SOURCE PASSAGE
# # # # # # #

# How to install BMC (Manual Boost Controller) ???



## CrossFlowGolf (Feb 6, 2002)

I have searched and searched for the DIY for installing a MBC for a 1.8T. I looked in this forum plus the MKIV Forum searching for both MBC and Manual boost Controller with no luck.

I tried installing one by disconnecting the two hoses that come of the N75 valve and plugging those into the MBC. I capped the N75 ends and left it plugged in. When I do this not matter which way I plugged the hoses in, I could not boost more than 5 lbs of boost.

Is there a write up or any pictures on what to do? I think I have done it correctly and perhaps have a faulty MBC (it is used.) 

Any help would be greatly appreciated!


----------



## machx0r (Feb 25, 2001)

What are you doing to limit the MAP sensor and keep the ECU from throwing you into limp mode?


----------



## CrossFlowGolf (Feb 6, 2002)

machx0r said:


> What are you doing to limit the MAP sensor and keep the ECU from throwing you into limp mode?


Sorry for my ignorance on this but I have no idea. 

Things done to the car. APR Chip, Intake, 3"TB exhaust, TIP, pulleys, and DV.

I am getting my K04 put on and I just had my boost gauge installed and I want to have the MBC done before I put my new turbo on as well.

As far as limiting the MAP Sensor unless the chip does that, I guess I am not. How would one do this?


----------



## MightyDSM (Apr 16, 2006)

CrossFlowGolf said:


> Sorry for my ignorance on this but I have no idea.
> 
> Things done to the car. APR Chip, Intake, 3"TB exhaust, TIP, pulleys, and DV.
> 
> ...


Do you even know why you want MBC installed?


----------



## chaveezy (Jan 31, 2010)

# # # # # # #

RECORDS SUPPLIED
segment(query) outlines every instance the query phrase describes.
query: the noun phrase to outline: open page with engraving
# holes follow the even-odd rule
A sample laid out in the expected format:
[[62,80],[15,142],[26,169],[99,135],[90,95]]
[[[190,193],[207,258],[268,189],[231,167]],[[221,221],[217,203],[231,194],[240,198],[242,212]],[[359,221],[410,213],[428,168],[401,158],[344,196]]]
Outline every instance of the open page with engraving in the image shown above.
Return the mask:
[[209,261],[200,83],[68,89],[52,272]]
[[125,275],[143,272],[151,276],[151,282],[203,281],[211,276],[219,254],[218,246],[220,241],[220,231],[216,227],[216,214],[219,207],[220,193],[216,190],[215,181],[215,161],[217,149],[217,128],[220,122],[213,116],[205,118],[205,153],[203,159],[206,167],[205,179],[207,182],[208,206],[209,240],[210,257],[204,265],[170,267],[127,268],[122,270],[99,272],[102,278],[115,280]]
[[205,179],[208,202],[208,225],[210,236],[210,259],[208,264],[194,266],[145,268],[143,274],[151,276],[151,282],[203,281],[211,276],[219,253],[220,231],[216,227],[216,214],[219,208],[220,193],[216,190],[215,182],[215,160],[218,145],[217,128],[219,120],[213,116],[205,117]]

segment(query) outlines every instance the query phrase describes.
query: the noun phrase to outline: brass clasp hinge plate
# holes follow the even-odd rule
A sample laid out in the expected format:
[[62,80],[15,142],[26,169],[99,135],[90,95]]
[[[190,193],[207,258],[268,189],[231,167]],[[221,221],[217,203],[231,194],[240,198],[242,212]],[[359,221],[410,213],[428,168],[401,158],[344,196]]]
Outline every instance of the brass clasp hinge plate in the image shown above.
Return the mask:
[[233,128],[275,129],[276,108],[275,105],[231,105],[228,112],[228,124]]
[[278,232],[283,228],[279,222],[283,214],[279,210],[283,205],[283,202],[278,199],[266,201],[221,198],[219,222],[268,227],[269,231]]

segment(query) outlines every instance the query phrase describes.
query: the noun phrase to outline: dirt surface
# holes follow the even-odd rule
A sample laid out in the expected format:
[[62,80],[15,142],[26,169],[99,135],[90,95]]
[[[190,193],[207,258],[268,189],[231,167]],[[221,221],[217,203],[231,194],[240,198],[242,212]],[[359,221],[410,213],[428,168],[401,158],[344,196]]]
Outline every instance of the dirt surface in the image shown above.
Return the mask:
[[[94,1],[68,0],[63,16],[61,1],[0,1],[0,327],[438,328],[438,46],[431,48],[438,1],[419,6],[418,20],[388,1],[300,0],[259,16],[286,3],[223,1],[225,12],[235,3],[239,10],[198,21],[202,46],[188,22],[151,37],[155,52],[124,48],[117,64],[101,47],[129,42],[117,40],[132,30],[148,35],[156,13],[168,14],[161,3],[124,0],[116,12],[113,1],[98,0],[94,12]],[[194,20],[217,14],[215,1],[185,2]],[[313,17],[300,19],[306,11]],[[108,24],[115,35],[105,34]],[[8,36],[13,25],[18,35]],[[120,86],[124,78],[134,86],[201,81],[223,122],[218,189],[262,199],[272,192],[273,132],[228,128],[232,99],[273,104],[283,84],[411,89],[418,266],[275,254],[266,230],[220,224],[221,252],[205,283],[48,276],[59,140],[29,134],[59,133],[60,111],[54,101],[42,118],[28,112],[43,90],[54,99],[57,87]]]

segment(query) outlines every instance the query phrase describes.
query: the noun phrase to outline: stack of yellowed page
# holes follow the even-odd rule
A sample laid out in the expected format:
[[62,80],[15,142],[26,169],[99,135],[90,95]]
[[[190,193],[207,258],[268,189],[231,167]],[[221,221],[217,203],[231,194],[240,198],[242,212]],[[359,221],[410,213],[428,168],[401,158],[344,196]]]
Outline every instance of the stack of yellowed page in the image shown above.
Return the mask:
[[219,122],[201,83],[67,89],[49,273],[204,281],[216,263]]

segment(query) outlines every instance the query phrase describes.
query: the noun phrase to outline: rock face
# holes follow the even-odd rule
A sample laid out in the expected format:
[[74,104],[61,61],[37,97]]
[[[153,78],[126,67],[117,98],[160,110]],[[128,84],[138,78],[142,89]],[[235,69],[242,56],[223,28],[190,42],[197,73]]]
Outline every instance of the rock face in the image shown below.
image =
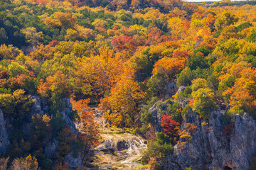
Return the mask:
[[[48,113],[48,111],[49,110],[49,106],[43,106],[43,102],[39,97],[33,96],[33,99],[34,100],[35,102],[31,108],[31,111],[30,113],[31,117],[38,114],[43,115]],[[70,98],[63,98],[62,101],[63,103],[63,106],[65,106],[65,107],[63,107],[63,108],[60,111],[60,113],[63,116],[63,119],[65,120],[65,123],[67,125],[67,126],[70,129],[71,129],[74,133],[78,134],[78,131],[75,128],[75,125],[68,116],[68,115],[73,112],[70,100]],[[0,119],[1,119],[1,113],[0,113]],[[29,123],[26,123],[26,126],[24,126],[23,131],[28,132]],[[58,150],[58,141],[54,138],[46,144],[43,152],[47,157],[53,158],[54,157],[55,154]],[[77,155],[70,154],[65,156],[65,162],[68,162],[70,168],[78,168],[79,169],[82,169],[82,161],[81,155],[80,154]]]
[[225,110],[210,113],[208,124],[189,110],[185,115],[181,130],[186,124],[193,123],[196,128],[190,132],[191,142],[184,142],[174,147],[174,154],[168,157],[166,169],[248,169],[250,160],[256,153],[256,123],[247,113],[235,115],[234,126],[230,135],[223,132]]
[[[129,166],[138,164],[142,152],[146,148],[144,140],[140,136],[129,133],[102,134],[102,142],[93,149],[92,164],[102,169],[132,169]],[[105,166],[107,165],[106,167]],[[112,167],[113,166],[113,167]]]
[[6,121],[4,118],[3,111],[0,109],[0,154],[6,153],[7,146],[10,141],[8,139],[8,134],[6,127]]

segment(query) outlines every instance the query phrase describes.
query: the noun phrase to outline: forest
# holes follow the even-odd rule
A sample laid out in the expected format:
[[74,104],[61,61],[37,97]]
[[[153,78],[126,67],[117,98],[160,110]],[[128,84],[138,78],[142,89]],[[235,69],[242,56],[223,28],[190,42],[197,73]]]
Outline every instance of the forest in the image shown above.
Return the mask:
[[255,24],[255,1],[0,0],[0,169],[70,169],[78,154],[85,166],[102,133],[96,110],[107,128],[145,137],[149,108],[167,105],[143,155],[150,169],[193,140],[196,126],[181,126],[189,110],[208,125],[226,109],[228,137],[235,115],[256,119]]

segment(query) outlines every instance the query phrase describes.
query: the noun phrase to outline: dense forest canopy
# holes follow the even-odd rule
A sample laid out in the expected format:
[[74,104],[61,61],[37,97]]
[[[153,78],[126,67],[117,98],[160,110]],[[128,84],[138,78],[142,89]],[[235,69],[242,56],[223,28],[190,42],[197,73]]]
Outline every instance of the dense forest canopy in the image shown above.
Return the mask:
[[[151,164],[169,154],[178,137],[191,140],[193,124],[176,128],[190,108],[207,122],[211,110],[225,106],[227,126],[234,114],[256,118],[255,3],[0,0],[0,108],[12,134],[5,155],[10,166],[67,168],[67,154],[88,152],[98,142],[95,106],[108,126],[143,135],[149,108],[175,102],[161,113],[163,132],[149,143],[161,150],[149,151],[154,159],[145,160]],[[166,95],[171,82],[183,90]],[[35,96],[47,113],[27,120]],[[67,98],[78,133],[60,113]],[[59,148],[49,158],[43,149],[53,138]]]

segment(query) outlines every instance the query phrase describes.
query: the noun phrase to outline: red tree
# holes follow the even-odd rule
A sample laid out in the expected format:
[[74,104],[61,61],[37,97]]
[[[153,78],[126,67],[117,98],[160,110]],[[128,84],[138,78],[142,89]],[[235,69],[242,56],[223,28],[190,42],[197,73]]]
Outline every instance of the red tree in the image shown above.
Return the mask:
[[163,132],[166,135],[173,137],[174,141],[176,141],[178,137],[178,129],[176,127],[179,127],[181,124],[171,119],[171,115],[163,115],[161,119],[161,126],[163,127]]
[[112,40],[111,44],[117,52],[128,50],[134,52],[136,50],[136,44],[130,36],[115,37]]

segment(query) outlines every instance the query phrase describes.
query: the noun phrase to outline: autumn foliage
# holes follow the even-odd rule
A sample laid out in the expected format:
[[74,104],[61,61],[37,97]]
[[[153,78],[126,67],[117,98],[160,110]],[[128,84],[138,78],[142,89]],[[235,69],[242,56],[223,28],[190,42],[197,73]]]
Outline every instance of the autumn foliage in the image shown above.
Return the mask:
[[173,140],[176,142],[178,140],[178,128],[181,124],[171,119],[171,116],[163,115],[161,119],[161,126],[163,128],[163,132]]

# # # # # # #

STATED TASK 1
Count the lines in the records that contain the string "shown", and give only that number.
STATED TASK 2
Pick up the forum thread on installing a manual boost controller right after its last line and keep it going.
The forum thread and the records have nothing to do with each other.

FINAL ANSWER 1
9

FINAL ANSWER 2
Depending on what stage chip you have it should be controlling your boost using your N75 valve. You should be around 14 psi? Once you have the K04 installed it should be seeing more like 18-22psi. All the N75 does is bleed off the vacuum going to the wastegate actuator so that it will boost more than the pre-defined spring tension.

See posts;

http://forums.vwvortex.com/showthread.php?2530340
http://forums.vwvortex.com/showthread.php?2476457

Check these out.


----------



## CrossFlowGolf (Feb 6, 2002)

MightyDSM said:


> Do you even know why you want MBC installed?


I don't want to spike, I want to make sure not to boost more than 20-22psi especially when I get my K04-001 installed. 



chaveezy said:


> Depending on what stage chip you have it should be controlling your boost using your N75 valve. You should be around 14 psi? Once you have the K04 installed it should be seeing more like 18-22psi. All the N75 does is bleed off the vacuum going to the wastegate actuator so that it will boost more than the pre-defined spring tension.
> 
> See posts;
> 
> ...



Cool thanks for the heads up. Right now with my stock K03s and my APR chip in 3rd gear and up I hit 17.5 lbs all day long. I am going to get the K04 program before I put my turbo on. I am going to run in stock mode until the turbo is installed and then turn up the boost once everything is done.


----------



## Cryser (Sep 9, 2009)

Just get the KO4 chip and leave the MBC off, there is no reason to turn up the boost on a k04 tune they are all pretty much maxxed out anyway just from the chip, if anything you'll want to use the MBC in parallel and use it to help limit boost spikes.

If you raise the boost with a MBC your going to need to start getting into using the diode mod and raising fuel pressures and a whole slew of things that you might not be ready for if your having trouble installing a MBC in the first place. Not trying to be a super dick or anything but unless you really know what your doing with the 1.8t the last thing you need to be doing is raising the boost over chipped levels.


----------



## CrossFlowGolf (Feb 6, 2002)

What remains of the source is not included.